-- START PROVIDED INFORMATION --

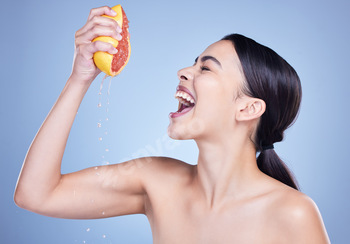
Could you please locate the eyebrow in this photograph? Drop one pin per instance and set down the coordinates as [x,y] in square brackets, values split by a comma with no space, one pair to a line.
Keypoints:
[205,58]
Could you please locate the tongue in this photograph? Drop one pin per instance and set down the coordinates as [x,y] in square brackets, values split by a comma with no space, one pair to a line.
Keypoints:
[182,107]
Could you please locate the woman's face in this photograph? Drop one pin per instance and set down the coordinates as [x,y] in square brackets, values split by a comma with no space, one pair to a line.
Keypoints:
[207,94]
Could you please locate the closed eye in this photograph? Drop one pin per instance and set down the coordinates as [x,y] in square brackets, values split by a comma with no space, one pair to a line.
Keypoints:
[205,68]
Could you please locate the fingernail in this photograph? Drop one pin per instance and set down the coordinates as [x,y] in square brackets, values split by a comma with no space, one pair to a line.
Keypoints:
[113,12]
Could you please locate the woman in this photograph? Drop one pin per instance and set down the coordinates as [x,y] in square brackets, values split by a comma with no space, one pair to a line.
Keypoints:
[236,100]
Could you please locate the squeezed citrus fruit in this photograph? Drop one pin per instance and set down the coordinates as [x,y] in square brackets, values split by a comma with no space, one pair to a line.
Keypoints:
[110,64]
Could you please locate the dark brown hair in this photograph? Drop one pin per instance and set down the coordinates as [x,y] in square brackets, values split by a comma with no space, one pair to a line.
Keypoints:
[270,78]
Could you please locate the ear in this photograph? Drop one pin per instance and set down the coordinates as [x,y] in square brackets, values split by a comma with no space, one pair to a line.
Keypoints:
[250,109]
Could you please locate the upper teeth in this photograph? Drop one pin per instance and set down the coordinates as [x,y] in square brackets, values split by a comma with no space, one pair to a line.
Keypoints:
[185,96]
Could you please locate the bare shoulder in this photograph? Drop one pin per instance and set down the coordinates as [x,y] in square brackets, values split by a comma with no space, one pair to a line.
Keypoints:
[297,216]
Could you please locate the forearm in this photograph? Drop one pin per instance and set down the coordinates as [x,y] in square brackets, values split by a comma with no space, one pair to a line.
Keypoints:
[41,172]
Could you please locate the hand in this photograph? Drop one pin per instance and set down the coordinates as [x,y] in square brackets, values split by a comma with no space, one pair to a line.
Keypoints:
[84,69]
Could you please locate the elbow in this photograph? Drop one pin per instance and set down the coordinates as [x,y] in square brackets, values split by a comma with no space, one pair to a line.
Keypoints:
[25,200]
[20,199]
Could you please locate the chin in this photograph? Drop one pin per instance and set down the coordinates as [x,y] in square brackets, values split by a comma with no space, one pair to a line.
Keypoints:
[186,131]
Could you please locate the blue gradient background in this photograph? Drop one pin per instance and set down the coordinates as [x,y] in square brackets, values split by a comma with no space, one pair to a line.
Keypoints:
[37,44]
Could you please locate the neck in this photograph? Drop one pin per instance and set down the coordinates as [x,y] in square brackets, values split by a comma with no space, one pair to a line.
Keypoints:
[226,168]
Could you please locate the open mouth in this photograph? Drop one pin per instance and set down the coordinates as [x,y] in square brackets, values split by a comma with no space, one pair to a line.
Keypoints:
[186,101]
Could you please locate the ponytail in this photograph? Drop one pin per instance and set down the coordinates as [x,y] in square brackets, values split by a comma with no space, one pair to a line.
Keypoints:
[270,164]
[270,78]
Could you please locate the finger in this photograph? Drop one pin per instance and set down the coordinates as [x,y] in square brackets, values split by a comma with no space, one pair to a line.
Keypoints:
[99,20]
[97,31]
[96,46]
[100,11]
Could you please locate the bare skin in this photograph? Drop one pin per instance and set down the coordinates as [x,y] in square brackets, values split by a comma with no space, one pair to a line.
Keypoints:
[225,198]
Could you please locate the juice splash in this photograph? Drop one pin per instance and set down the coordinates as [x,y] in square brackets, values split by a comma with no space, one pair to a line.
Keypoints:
[102,124]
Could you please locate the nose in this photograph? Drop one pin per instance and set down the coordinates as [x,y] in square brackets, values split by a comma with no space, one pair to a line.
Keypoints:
[185,74]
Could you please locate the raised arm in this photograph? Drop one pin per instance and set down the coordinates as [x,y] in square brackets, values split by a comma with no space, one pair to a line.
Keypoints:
[91,193]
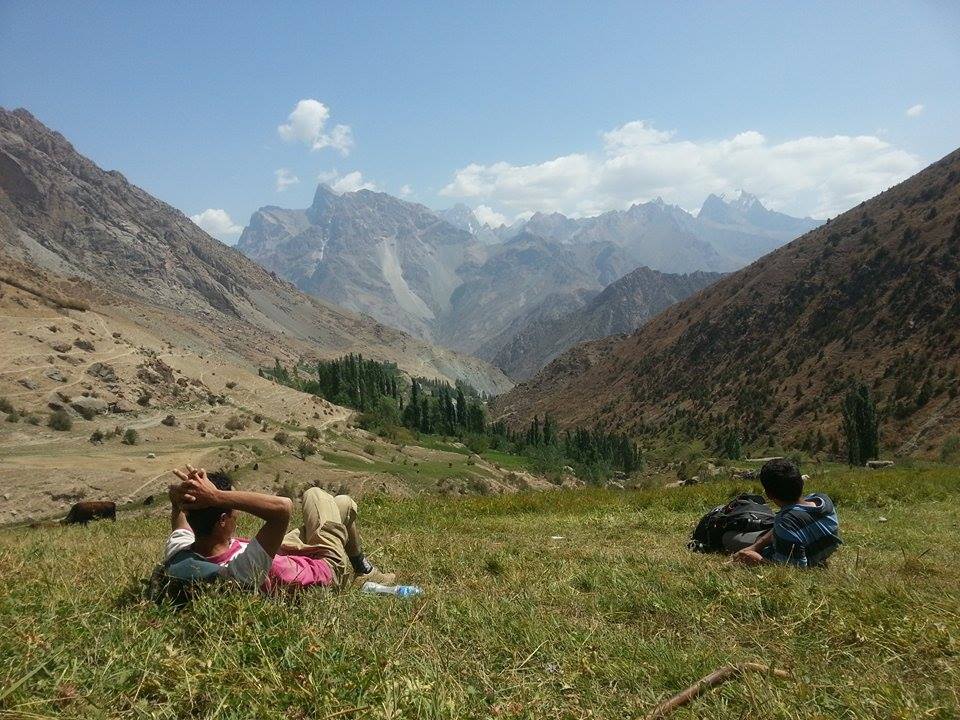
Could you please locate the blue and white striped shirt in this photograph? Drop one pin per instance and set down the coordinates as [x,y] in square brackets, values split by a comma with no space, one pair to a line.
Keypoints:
[805,535]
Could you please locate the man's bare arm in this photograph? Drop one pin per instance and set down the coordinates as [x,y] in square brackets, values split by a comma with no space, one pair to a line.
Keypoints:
[178,518]
[275,511]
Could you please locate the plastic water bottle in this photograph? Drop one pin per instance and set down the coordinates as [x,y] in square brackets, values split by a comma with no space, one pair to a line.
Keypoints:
[398,590]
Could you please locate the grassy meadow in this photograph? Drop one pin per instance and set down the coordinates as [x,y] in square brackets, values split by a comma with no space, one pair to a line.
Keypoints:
[579,604]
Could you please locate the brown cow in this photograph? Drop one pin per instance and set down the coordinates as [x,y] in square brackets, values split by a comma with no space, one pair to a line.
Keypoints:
[87,510]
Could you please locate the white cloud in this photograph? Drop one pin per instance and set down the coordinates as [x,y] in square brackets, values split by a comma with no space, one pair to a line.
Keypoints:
[351,182]
[216,222]
[307,124]
[285,179]
[817,176]
[486,215]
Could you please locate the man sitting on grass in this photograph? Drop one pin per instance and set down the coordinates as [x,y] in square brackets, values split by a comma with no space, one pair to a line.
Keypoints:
[805,530]
[325,552]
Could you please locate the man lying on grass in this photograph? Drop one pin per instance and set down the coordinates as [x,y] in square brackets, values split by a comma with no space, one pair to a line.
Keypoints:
[805,531]
[325,552]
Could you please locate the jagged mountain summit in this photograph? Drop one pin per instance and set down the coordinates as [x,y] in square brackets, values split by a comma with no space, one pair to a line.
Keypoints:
[872,296]
[365,251]
[61,213]
[407,267]
[743,229]
[723,236]
[622,307]
[463,218]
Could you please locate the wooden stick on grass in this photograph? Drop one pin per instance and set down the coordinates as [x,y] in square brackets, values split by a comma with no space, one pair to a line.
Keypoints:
[715,678]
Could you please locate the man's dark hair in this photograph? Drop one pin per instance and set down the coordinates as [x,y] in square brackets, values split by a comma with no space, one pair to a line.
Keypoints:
[203,521]
[781,480]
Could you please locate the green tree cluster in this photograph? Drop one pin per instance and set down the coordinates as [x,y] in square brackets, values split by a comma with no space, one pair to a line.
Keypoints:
[860,426]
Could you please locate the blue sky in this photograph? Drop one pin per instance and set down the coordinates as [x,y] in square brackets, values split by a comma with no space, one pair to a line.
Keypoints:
[509,107]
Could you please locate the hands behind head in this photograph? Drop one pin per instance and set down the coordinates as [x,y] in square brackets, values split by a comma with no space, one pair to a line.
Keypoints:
[195,491]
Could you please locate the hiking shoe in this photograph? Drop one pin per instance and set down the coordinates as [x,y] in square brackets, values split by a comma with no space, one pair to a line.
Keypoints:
[376,576]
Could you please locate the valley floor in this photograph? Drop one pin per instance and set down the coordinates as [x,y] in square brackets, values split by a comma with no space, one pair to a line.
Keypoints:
[571,604]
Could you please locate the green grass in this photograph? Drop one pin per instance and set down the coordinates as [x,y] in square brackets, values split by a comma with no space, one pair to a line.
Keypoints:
[600,624]
[507,461]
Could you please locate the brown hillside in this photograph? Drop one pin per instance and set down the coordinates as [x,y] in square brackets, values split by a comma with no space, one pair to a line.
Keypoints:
[61,213]
[873,294]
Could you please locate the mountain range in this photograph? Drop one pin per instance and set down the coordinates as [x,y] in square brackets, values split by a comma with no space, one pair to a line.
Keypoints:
[450,279]
[872,296]
[621,307]
[62,216]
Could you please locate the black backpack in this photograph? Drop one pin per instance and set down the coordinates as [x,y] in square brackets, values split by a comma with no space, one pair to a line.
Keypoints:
[745,513]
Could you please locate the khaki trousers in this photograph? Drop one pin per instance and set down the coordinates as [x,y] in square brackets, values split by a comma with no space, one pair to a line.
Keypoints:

-- END PROVIDED INFORMATION --

**PROBLEM TO WORK ON**: Reproduce the stretch from the line containing "Could you please locate the black" through the end of the entries, substituting "rucksack" for "backpack" and leaving everything else unchanged.

**OUTPUT FOR THIS TASK**:
Could you please locate the black rucksack in this photograph? Drop one pin per instance and set down the coordinates as [x,y] in square brackets, values split by a comma with no space, one pair to a line.
Keypoints:
[745,513]
Could you please locate the khaki trousers in this photograph? Drop one pin per instance and set down the coordinates as [x,y] in square brackets, values split by a comma with no space, one pair to a line.
Keypoints:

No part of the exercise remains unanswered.